+++ RECORD EXCERPTS

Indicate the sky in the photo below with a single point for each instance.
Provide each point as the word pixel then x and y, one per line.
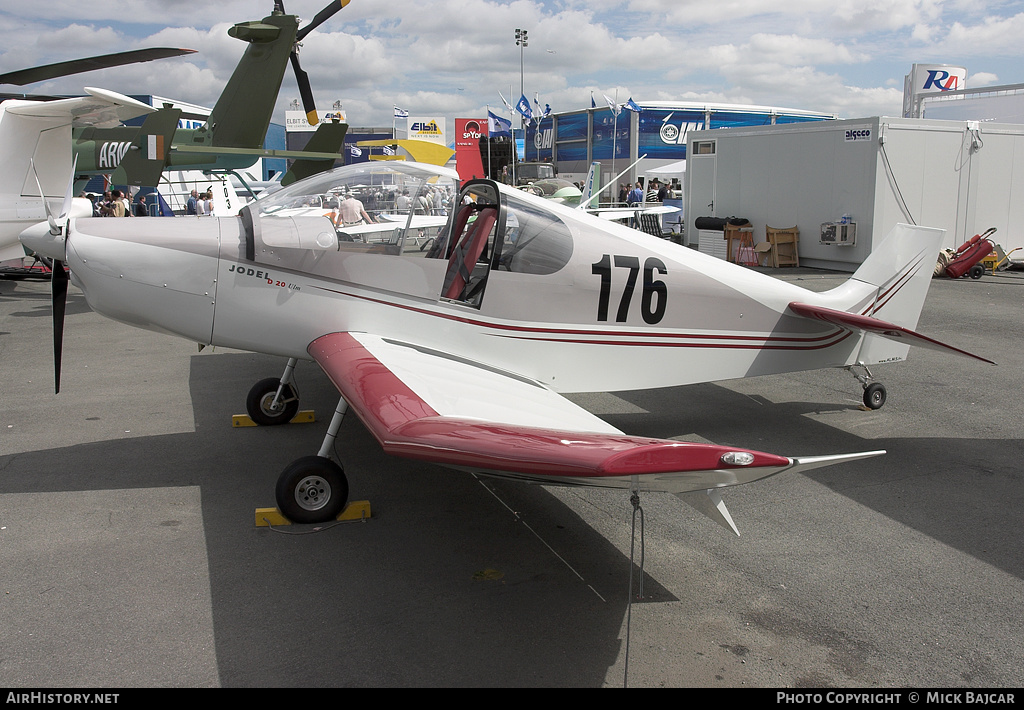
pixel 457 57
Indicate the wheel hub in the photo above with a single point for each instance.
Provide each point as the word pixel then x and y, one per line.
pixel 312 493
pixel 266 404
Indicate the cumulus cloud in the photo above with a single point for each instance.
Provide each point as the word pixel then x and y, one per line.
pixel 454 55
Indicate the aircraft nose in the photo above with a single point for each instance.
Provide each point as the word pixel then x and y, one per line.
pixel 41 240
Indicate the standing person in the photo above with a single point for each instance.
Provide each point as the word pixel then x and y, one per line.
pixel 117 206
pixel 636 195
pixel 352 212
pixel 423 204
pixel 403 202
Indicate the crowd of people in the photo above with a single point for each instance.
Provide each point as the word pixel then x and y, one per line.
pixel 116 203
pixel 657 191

++++++
+++ RECORD EXCERPTS

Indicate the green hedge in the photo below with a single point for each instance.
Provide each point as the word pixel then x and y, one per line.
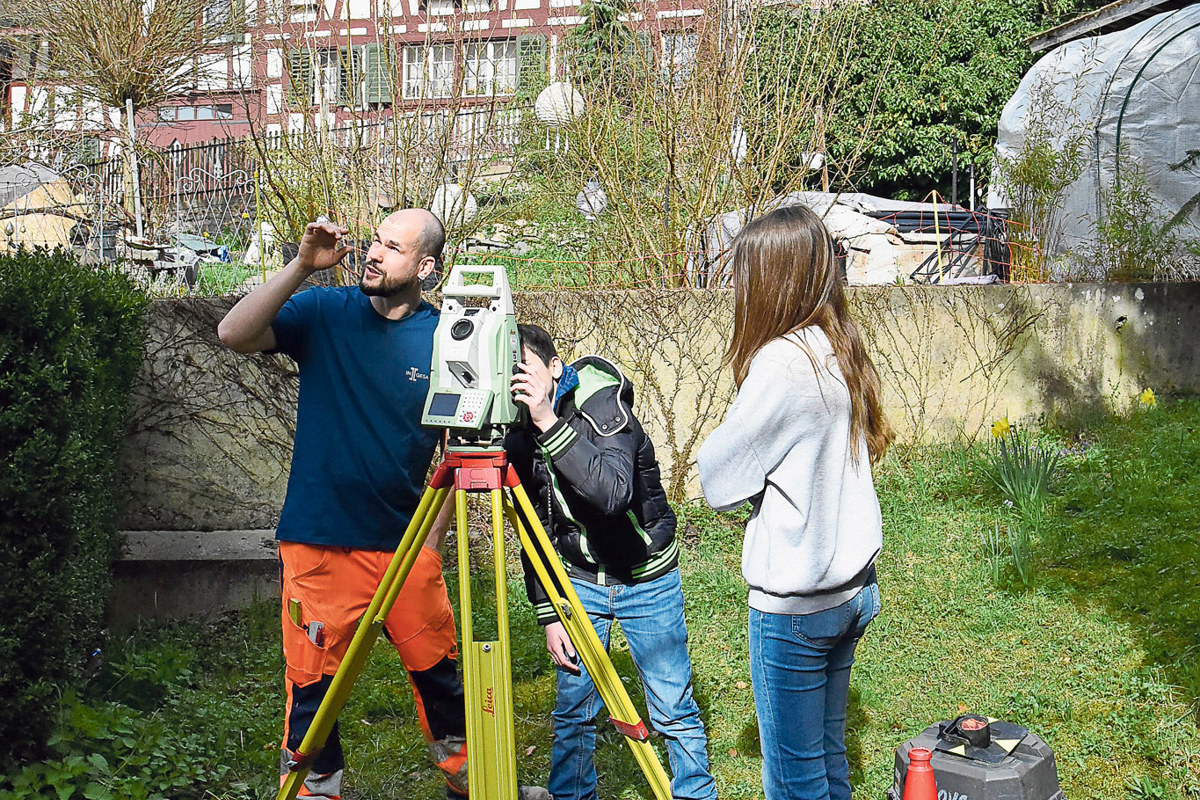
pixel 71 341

++++++
+++ RECORD EXCERPTS

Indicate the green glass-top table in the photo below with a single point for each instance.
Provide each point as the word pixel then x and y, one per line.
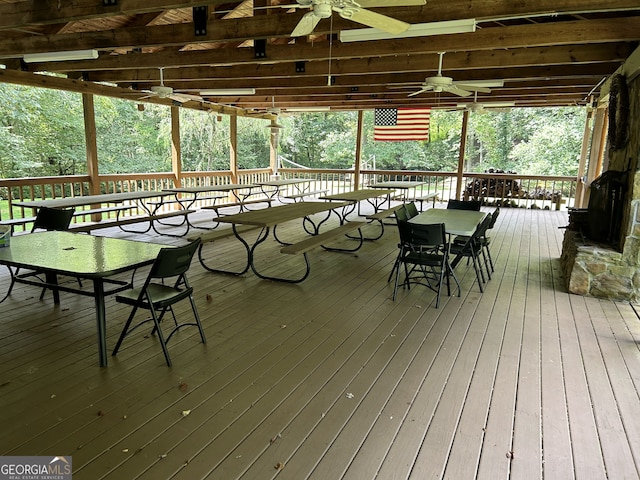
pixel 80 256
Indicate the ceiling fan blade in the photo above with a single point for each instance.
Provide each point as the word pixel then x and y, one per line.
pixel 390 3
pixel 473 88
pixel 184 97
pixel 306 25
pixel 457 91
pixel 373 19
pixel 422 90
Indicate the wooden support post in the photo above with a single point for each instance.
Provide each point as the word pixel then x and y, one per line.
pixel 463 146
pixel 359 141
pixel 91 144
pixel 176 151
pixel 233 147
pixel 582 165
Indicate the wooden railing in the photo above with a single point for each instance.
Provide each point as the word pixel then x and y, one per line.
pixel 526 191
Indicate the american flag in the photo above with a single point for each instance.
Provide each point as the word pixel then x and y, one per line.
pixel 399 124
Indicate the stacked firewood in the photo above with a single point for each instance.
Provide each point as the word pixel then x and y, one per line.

++++++

# WHAT THE TASK ASKS
Copy the lines of the entries starting at the line that contains "Indicate the wooden support" and ending at the line that contains "pixel 582 165", swapping "support post" for "column" and leaving everything else as it is.

# OUTPUT FOR THIS TASK
Indicate the wooden column in the photo above with a single point for each instance.
Provide each point as the word pixel then x and y, one per line.
pixel 463 146
pixel 359 141
pixel 91 144
pixel 176 151
pixel 233 147
pixel 582 165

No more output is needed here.